• [EXERCISE REQUIREMENTS] Copy the records below with every "thickest part" changed to "widest part" and nothing else altered. Leave the pictures out.

>> Start TASK DATA

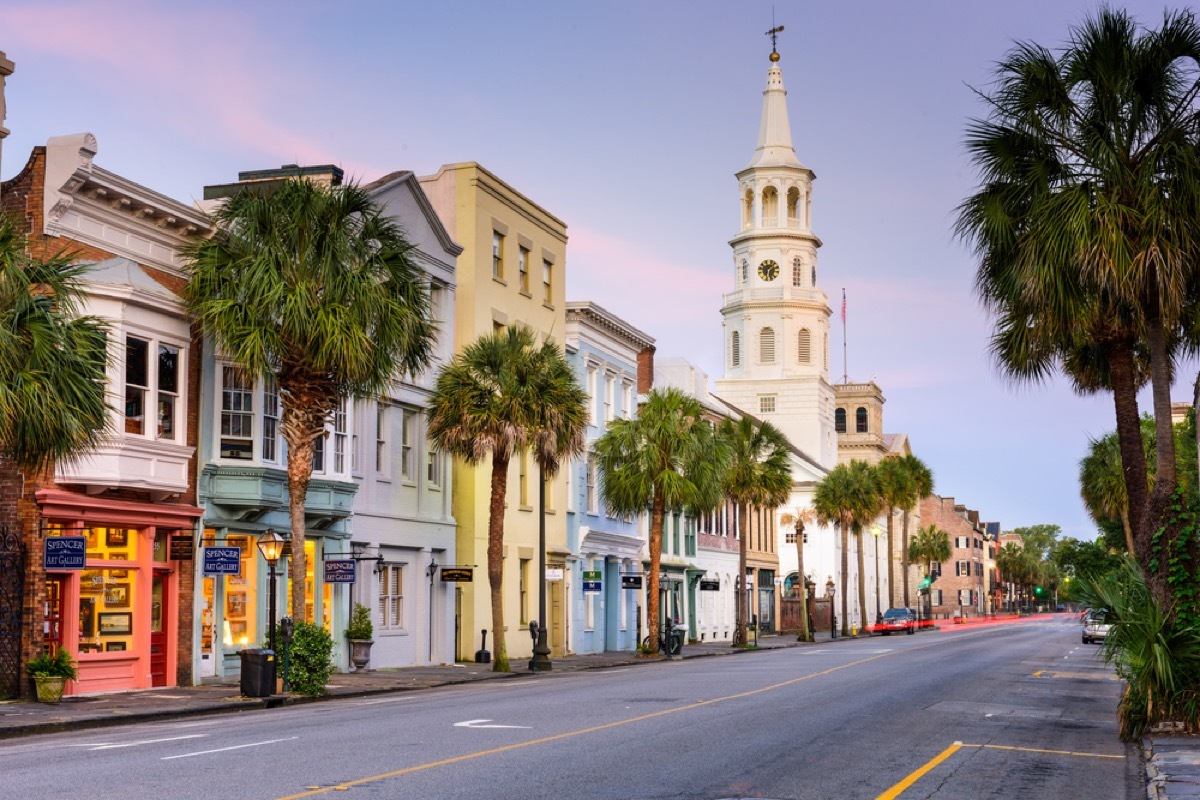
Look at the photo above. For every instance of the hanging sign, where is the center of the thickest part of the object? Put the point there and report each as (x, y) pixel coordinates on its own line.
(592, 581)
(340, 571)
(222, 560)
(65, 553)
(181, 548)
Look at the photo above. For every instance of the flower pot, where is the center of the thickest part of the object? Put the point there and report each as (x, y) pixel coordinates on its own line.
(360, 653)
(49, 687)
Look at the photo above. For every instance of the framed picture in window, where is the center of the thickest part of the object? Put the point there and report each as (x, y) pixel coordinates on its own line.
(115, 623)
(117, 595)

>> End TASK DATA

• [EXERCISE RESULT]
Look at the photo above. For every instance of the hanging sign, where is the center of the widest part of the object? Put the point there and report each as (x, y) pixel coordinates on its own line.
(592, 581)
(340, 571)
(222, 560)
(65, 553)
(181, 548)
Look at the photo above. For every instance of the flower pot, where is the center of the widest part of the object? Put the point there and report each as (x, y) pixel coordinates on its own line.
(360, 653)
(49, 687)
Look at the photo above. For every instance of the framed picture in window, where is the center of the widest part of the object? Put the point there and report each as (x, y) pixel coordinates on its own line.
(115, 623)
(117, 595)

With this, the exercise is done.